## Article:

● ● ● ● ●

Canon's DSLR line-up is becoming increasingly busy. As well as the so-called 'beginners' range, which now comprises four traditional DSLRs and the mirrorless EOS M, it's got so many pro and semi-pro models that it's had to split the upper part of its range in two, for 'enthusiasts' and professionals'.
The EOS 6D is the newest entrant in this upper portion, and sits among the enthusiasts cameras, beside the EOS 60D and EOS 7D and will, in many peoples' eyes, be immediately more appealing than either of those on account of the size of its sensor.
Specs and features
It's built around a 20.2 megapixel full-frame sensor putting out 5472 x 3648 pixel images. Being full-frame there's naturally no crop factor, so you don't need to multiply up your lens' focal length to work out how it compares to a 35mm camera. It also means, though, that if you're upgrading from a consumer model like the EOS 650D, you won't be able to take your EF-S lenses with you, so you may as well trade in the whole bundle.
The trouble is, Canon's DSLR line-up is becoming increasingly crowded, and it feels very much like it's had to dampen some of the most exciting features simply to stop it compromising the EOS 5D Mark III. That model barely beats it on resolution, with a full-frame, 22 megapixel sensor, but ups the autofocus point count from a fairly hum-drum 11 to a far more impressive 61, and increases the maximum burst speed from 4.5 frames per second to six.

● ● ● ● ●

## Collected data:
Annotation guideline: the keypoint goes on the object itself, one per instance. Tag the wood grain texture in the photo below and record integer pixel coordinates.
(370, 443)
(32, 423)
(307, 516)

● ● ● ● ●

## Work to do:
1) Answer these questions using the article on the Canon EOS 6D.
(a) How many megapixels does the EOS 6D's sensor have?
(b) Which two cameras does the EOS 6D sit beside among the enthusiasts cameras?
(c) How many autofocus points does the EOS 5D Mark III have?
2) Write out everything in the EOS 6D article from "The EOS 6D is" down to "of its sensor.", without changing a word.

## Worked solutions:
1)
(a) 20.2 megapixels
(b) The EOS 60D and the EOS 7D
(c) 61

2)
The EOS 6D is the newest entrant in this upper portion, and sits among the enthusiasts cameras, beside the EOS 60D and EOS 7D and will, in many peoples' eyes, be immediately more appealing than either of those on account of the size of its sensor.